Request:
Count the lines in the listing that contain the word "jagged" and give only that number.

+++

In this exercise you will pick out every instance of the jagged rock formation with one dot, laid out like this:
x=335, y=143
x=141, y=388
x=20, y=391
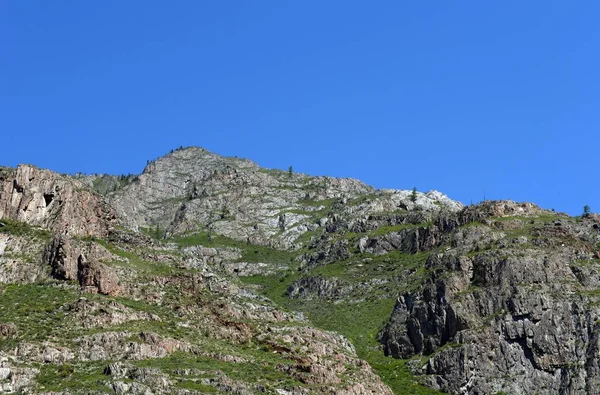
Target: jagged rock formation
x=236, y=198
x=172, y=282
x=58, y=203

+++

Solution for this problem:
2